Entries from a point annotation set
····················
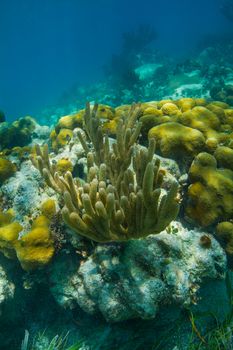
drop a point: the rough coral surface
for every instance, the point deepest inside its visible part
(132, 280)
(210, 195)
(7, 288)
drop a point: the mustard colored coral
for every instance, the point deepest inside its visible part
(48, 208)
(224, 232)
(7, 169)
(64, 165)
(175, 140)
(9, 232)
(210, 195)
(36, 248)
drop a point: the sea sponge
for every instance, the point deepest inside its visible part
(175, 140)
(48, 208)
(36, 248)
(224, 231)
(210, 195)
(7, 169)
(63, 165)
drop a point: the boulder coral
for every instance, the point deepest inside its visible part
(18, 133)
(7, 169)
(210, 195)
(224, 232)
(175, 140)
(35, 248)
(9, 233)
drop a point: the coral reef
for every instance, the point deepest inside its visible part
(210, 195)
(19, 133)
(7, 169)
(134, 279)
(115, 203)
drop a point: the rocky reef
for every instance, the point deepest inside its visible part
(118, 214)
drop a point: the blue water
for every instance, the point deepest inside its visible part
(49, 46)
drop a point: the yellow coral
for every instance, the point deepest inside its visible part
(63, 138)
(64, 165)
(9, 232)
(200, 118)
(210, 195)
(224, 156)
(185, 104)
(224, 232)
(48, 208)
(170, 109)
(7, 169)
(176, 140)
(36, 248)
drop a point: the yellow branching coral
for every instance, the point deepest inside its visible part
(121, 198)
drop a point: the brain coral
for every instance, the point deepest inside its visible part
(210, 195)
(175, 140)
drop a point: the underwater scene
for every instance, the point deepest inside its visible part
(116, 175)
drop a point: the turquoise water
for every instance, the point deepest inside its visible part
(62, 289)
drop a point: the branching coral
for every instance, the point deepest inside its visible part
(121, 198)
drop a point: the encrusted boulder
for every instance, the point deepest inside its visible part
(132, 280)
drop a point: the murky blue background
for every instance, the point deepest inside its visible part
(47, 46)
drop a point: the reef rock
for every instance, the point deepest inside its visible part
(133, 279)
(7, 288)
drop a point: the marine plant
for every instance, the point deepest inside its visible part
(121, 197)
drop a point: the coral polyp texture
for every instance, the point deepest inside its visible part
(91, 208)
(121, 197)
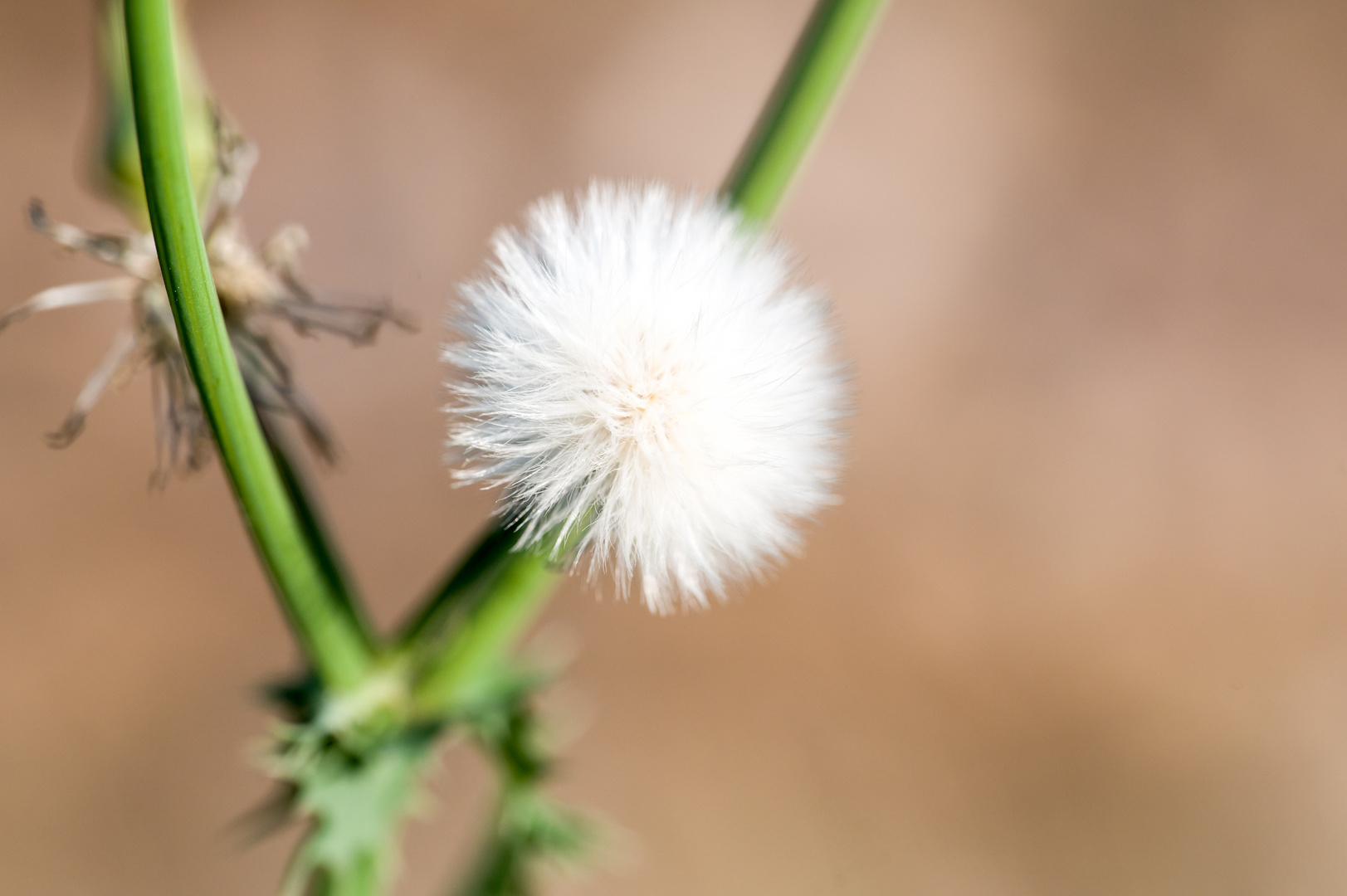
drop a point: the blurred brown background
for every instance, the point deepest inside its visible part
(1081, 624)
····················
- _Goal of the exercise_
Can you update all the lines above so that every "drop a point" becomes "mark a point", with nothing else changed? Leave the pictures out of your answer.

- _Solution for this exercise_
mark a point: the rough coral surface
for every instance, the point deepest inside its visible part
(132, 280)
(210, 195)
(7, 288)
mark a point: the mustard colored coral
for every instance, the point deepest inside its visible part
(48, 208)
(224, 232)
(7, 169)
(64, 165)
(175, 140)
(9, 232)
(210, 195)
(36, 248)
mark a point: the sea sponge
for every instance, the point deepest inside its visible part
(175, 140)
(48, 208)
(36, 248)
(224, 231)
(210, 195)
(7, 169)
(63, 165)
mark a point: the boulder coral
for every instance, the point deepest inside its visible part
(18, 133)
(7, 169)
(210, 195)
(224, 232)
(175, 140)
(35, 248)
(9, 233)
mark a point: the coral reef
for every instance, the point deepest inside its visible part
(210, 195)
(19, 133)
(7, 169)
(134, 279)
(115, 203)
mark a point: the rocky reef
for every instance, the point deepest inside its visible part
(118, 214)
mark a point: the blue water
for every instance, the point deepest inside its visible part
(49, 46)
mark a point: the yellow coral
for every instance, the point deepest inside its visible part
(63, 138)
(64, 165)
(9, 232)
(200, 118)
(210, 195)
(224, 156)
(185, 104)
(224, 232)
(48, 208)
(170, 109)
(7, 169)
(176, 140)
(36, 248)
mark a point: the yellow branching coral
for every instance, the point deepest inside its visible part
(121, 198)
mark a point: the brain coral
for every instance, the point deepest inside its visible part
(210, 195)
(175, 140)
mark a point: the underwater scene
for every instance, the point deepest inside its visible part
(116, 175)
mark a point: the turquoise water
for every instance, the point deepest inside its visible part
(62, 289)
mark a point: the branching coral
for every instance, the point deepest inside its visible part
(121, 198)
mark a point: the encrusted boulder
for every instance, the point deepest inside its visible part
(132, 280)
mark a point: the murky blue background
for every instance, the point deepest inside its visible part
(47, 46)
mark a point: the reef rock
for every instance, the point deepest inside its visible part
(133, 279)
(7, 288)
mark a point: the marine plant
for every instance, the point deepest inside its visible part
(121, 197)
mark a point: the coral polyp texture
for every instance, the point deepest inside its visible part
(91, 208)
(121, 197)
mark a point: the blurred brown background
for every instance, the point deepest inside its visible part
(1081, 624)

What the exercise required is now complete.